### PAGE
-- -- --

Summary/rewrite:
A second Great Depression is still possible
October 11, 2009 4:37pm
by FT
By Thomas Palley
In the last year the world economy has been shrinking. On Wall Street, economists see signs of a recovery. Yet, the opposite may be true. A second recession may start soon, followed by a long period of economic stagnation that could be called the Second Great Depression.
In September, there were tremendous US job losses. Recently US automobile sales have dropped after the end of the “cash-for-clunkers” programme.
Despite this bad news, it is not surprising that Wall Street predicts a recovery. Wall Street tends to be optimistic, because it earns fees whenever it manages rising assets, or advises deal makers, or convinces investors to buy stock.
Mainstream economists did not predict this crisis, and they assume that the economy will grow until it reaches full employment. Econometrists also predict continued growth, because crises in the past have ended and the economy has returned to normal.
Unfortunately for these scholars and their predictions, the future is not always like the past. This crisis shows us why our old ideas about economic growth in the US and the world are so wrong. The economy grew because of increased consumption, inflation in asset prices and rising debt. Now the party is over.
This time, the economy will contract again because of deleveraging, which has two steps.
1. Like a car, the economy has an acceleration pedal, which we call borrowing. When the borrowing stops, the foot comes off the pedal and the car slows down. But it is heavier than before; the trunk is stuffed full of new debt which holds the economy back even more.

-- -- --

### DATASET RECORDS
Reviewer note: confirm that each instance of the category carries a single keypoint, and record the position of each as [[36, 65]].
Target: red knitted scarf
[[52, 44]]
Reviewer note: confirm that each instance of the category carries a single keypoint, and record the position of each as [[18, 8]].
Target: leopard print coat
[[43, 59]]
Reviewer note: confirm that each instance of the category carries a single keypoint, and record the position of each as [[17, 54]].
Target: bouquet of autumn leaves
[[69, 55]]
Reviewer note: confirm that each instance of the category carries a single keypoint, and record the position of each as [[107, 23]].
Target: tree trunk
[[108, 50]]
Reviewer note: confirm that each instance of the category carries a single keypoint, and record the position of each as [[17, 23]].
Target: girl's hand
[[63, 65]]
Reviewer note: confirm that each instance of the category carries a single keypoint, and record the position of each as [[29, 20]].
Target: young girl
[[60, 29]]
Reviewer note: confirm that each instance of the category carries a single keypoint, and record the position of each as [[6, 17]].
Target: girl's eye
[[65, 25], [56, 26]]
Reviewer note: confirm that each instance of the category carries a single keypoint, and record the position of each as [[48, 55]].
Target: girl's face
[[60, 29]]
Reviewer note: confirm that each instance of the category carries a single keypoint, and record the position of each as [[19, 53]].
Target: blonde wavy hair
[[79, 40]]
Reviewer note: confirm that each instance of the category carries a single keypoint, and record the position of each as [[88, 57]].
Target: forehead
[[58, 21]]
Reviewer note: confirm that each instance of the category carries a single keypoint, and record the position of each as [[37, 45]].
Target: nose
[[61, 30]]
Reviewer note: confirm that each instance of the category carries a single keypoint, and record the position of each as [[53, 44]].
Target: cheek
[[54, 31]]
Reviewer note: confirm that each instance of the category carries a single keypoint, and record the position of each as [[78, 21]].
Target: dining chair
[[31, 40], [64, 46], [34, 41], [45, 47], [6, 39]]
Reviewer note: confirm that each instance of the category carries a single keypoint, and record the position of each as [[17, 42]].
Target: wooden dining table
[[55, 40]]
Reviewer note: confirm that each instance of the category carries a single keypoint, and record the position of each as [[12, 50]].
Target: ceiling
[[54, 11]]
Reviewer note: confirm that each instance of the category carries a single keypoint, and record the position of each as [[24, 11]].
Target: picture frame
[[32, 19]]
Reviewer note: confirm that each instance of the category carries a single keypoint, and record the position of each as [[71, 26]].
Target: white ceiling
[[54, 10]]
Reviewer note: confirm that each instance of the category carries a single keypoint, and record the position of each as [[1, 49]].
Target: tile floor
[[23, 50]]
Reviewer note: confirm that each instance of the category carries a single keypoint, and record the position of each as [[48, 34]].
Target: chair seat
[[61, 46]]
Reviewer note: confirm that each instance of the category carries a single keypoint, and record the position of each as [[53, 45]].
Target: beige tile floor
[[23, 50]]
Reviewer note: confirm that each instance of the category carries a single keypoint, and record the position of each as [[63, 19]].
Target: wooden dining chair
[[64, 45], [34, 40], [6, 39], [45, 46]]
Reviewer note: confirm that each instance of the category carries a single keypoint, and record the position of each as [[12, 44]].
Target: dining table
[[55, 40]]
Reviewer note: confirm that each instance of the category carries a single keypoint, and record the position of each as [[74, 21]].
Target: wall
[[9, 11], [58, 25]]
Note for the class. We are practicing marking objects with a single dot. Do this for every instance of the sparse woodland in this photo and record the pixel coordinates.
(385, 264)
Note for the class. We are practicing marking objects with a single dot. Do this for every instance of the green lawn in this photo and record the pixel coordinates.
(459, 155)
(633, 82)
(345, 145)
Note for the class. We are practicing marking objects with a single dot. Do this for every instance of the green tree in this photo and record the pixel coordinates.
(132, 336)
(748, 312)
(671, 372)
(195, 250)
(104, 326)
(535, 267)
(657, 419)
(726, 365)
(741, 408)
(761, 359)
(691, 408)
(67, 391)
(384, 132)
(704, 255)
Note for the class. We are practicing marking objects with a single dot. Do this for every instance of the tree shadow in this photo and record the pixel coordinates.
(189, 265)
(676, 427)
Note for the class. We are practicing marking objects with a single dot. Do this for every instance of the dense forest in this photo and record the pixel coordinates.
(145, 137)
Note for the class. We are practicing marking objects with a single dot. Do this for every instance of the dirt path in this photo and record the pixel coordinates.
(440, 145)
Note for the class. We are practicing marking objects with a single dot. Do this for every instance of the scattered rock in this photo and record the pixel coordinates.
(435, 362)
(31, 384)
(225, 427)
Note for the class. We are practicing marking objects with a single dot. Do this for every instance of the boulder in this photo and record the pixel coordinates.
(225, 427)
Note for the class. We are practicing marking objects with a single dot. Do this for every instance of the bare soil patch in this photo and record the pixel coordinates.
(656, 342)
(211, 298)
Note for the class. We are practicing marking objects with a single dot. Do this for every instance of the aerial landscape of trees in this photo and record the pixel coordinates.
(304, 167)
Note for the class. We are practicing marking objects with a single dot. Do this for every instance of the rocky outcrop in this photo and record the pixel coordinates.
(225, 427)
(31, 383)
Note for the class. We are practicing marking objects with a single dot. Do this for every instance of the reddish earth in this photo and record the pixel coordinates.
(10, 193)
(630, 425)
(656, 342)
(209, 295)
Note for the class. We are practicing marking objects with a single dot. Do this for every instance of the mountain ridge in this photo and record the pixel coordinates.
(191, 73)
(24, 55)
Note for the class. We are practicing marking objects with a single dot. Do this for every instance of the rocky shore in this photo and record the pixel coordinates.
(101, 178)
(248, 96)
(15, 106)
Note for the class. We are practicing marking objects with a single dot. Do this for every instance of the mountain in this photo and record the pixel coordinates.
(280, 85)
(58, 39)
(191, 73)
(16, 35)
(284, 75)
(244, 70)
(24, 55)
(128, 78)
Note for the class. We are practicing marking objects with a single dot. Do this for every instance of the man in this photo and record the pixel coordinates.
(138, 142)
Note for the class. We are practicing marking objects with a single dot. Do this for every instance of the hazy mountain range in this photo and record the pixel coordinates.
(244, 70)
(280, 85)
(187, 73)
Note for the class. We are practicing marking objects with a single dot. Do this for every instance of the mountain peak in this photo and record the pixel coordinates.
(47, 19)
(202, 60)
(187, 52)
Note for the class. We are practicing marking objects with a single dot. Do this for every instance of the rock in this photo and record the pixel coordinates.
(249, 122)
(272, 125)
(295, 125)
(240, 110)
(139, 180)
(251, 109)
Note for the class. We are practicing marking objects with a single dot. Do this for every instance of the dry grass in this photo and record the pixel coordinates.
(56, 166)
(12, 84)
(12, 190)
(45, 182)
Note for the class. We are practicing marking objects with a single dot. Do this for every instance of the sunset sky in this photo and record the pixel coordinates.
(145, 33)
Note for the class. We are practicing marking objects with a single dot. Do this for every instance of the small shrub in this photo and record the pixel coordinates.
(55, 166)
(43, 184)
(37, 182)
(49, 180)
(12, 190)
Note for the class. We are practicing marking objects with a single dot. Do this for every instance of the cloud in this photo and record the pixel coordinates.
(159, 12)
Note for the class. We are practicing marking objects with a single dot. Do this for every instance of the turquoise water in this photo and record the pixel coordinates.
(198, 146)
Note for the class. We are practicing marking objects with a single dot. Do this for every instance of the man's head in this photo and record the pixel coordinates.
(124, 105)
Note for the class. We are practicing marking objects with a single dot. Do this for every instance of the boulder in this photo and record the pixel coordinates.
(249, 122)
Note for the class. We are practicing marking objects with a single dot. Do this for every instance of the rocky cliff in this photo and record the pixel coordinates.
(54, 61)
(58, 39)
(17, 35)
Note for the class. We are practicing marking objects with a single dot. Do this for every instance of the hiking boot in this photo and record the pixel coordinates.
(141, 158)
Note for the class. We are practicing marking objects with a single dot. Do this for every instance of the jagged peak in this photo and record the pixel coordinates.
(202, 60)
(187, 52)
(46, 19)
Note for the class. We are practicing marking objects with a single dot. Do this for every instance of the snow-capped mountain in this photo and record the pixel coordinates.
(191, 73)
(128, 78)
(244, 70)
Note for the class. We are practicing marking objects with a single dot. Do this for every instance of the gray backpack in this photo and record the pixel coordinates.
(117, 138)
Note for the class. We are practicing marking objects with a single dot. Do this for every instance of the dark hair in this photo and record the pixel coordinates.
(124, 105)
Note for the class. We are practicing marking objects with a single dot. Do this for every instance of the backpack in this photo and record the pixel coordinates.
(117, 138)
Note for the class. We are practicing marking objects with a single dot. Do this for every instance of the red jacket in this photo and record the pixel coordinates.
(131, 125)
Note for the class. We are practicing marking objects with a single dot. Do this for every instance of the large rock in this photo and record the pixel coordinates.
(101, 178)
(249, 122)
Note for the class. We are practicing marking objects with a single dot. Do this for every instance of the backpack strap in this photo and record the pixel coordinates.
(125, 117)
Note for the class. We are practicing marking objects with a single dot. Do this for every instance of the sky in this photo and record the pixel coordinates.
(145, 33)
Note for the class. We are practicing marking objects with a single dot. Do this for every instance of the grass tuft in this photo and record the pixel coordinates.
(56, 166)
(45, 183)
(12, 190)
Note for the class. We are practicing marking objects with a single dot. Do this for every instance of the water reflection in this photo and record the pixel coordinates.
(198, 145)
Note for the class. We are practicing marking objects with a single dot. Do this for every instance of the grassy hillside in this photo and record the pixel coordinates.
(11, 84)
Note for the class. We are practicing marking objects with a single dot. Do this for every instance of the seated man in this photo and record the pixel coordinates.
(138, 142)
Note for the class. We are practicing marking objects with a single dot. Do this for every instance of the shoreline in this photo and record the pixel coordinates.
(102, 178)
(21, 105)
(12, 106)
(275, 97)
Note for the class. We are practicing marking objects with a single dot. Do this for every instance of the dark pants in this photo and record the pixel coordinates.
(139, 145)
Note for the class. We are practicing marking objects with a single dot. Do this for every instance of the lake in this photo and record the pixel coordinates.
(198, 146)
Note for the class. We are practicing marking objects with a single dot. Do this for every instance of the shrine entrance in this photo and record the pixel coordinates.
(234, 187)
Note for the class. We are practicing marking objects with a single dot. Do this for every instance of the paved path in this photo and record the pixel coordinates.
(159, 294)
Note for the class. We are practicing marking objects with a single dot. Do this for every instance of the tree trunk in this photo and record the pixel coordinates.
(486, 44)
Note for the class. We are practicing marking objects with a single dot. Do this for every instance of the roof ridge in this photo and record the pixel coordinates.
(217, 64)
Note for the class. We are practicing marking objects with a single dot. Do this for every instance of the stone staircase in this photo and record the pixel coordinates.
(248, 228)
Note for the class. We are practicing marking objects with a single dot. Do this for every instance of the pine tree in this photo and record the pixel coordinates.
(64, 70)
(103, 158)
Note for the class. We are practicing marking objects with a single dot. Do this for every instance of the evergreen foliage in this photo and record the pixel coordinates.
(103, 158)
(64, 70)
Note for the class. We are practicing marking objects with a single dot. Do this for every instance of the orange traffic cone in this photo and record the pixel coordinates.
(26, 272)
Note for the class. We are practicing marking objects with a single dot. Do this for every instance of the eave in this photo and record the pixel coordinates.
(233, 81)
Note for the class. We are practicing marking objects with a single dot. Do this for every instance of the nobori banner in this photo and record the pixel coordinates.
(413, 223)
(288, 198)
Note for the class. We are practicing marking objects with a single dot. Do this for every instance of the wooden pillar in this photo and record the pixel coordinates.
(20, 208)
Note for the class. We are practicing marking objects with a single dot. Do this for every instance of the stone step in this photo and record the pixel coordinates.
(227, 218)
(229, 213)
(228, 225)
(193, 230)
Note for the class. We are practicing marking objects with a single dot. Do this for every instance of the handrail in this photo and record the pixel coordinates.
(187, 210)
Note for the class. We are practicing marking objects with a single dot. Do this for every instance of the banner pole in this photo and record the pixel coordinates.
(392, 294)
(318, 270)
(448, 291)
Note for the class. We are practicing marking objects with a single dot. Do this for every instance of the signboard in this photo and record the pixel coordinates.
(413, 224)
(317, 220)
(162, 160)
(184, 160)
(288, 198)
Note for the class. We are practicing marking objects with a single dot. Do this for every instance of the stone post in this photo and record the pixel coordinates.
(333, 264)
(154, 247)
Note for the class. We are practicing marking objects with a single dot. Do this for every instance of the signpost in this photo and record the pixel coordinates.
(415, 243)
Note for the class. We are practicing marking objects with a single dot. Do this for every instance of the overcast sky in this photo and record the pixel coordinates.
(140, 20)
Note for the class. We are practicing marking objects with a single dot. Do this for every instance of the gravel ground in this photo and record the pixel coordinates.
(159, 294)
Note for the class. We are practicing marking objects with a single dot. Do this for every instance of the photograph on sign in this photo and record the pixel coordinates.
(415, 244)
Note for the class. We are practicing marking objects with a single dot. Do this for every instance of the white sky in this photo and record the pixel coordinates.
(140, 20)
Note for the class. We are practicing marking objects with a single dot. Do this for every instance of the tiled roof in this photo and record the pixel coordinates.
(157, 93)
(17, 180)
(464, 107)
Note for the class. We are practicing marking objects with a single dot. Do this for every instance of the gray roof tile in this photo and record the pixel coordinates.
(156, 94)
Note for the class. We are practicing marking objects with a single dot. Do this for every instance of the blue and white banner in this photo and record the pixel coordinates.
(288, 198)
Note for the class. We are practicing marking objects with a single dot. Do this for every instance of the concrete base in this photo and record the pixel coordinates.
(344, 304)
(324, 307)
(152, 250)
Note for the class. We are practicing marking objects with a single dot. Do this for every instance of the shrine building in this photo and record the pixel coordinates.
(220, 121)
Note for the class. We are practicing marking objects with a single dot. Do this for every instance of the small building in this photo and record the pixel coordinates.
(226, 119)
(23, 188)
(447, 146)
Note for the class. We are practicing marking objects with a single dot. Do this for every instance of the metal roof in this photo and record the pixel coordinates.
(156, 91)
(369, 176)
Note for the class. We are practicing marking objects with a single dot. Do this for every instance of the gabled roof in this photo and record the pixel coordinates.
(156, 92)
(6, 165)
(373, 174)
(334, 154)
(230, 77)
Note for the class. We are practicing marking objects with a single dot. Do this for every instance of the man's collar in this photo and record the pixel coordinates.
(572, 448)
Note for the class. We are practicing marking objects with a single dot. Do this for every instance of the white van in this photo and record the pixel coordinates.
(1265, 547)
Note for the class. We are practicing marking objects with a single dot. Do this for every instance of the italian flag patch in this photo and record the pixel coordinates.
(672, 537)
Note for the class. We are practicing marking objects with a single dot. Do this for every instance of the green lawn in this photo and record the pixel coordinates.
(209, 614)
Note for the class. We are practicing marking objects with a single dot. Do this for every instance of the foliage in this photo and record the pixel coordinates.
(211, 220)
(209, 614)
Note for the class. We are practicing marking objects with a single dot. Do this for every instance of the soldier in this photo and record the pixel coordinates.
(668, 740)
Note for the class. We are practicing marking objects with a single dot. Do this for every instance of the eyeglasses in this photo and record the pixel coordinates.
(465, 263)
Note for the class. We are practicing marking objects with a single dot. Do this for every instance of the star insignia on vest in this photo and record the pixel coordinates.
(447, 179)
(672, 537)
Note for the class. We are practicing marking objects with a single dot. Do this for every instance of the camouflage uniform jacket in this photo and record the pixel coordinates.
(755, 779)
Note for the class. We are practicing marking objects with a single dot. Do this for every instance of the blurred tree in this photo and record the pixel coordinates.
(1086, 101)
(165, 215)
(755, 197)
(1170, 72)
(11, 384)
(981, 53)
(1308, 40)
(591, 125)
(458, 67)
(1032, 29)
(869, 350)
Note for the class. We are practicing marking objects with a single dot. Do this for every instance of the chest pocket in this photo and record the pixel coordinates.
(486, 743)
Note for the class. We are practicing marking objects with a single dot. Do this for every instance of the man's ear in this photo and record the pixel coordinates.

-- -- --

### DIRECTIVE 1
From the text on a second Great Depression, quote the passage from "Mainstream economists did" up to and including "returned to normal.".
### DIRECTIVE 2
Continue the text on a second Great Depression from the point at which it stops.

### TASK RESULT 1
Mainstream economists did not predict this crisis, and they assume that the economy will grow until it reaches full employment. Econometrists also predict continued growth, because crises in the past have ended and the economy has returned to normal.

### TASK RESULT 2
2. Consumers pay off their debts instead of spending; this is like stepping on the car brakes. Today's rapid deleveraging hits the brakes very hard. It reduces debt, but forces the economy to slow down until it settles into a new average speed, that is much lower than before.
Today the economic car continues to slow down. Spending is falling, jobs are being lost, and businesses are failing. Indeed, our huge debts are breaking down the car motor -- the institutions that keep the economy going, and may lead to an immense crash like the Great Depression. For example,
unemployment insurance is running out for many workers, who must now spend less and may be forced into foreclosure. State governments are cutting spending and jobs in order to balance their budgets, so even the public sector is shrinking. Countless households and businesses have seen their wealth get destroyed, so now they will be forced to save; they won't be able to borrow; and worst of all, large numbers will go bankrupt and lose access to affordable credit.
That isn't all. The US government also has a growing trade deficit. In the cash-for clunkers program, 80% of the top brands sold were foreign. Companies, too, are offshoring jobs and new investment. All this reduces the impact of the stimulus.
The financial crisis shrank financial markets, and deleveraging in finance has shrunk the real economy. That is why a second Great Depression can still happen.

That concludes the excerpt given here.